Aim of the exercise
Show every line of the records that contains the string "parts".

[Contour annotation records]
□ □ □ □ □
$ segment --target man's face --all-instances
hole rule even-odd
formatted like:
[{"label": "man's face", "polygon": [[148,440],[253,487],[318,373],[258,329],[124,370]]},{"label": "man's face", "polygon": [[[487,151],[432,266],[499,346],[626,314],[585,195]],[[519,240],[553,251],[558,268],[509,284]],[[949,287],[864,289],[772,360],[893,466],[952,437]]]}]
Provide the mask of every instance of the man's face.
□ □ □ □ □
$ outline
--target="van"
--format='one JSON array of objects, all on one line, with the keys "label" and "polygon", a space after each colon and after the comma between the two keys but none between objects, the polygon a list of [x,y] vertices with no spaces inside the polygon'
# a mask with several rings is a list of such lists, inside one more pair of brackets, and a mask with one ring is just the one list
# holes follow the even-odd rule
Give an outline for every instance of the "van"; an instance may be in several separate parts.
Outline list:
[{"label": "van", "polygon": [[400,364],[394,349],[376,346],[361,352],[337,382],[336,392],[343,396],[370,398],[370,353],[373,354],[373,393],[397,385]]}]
□ □ □ □ □
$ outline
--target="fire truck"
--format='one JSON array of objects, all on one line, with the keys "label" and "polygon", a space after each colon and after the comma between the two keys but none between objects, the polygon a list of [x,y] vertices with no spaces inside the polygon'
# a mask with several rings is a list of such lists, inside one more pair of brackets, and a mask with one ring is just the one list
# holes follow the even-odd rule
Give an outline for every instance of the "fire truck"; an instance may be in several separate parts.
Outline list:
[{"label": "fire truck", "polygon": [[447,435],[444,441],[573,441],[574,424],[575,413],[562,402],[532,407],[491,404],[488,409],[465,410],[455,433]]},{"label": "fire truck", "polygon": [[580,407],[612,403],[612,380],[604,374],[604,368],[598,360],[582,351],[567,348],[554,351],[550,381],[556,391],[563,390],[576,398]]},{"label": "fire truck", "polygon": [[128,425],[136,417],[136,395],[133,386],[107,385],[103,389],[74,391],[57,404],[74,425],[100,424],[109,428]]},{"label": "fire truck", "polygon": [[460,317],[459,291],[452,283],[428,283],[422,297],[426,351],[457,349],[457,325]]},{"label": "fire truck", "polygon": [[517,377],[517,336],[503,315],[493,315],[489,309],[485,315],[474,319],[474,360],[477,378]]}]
□ □ □ □ □
Output for this exercise
Give an outline for every instance of the "van"; an instance may be in several separate parts.
Give an outline for every instance of the "fire truck"; an instance may be in several separate parts.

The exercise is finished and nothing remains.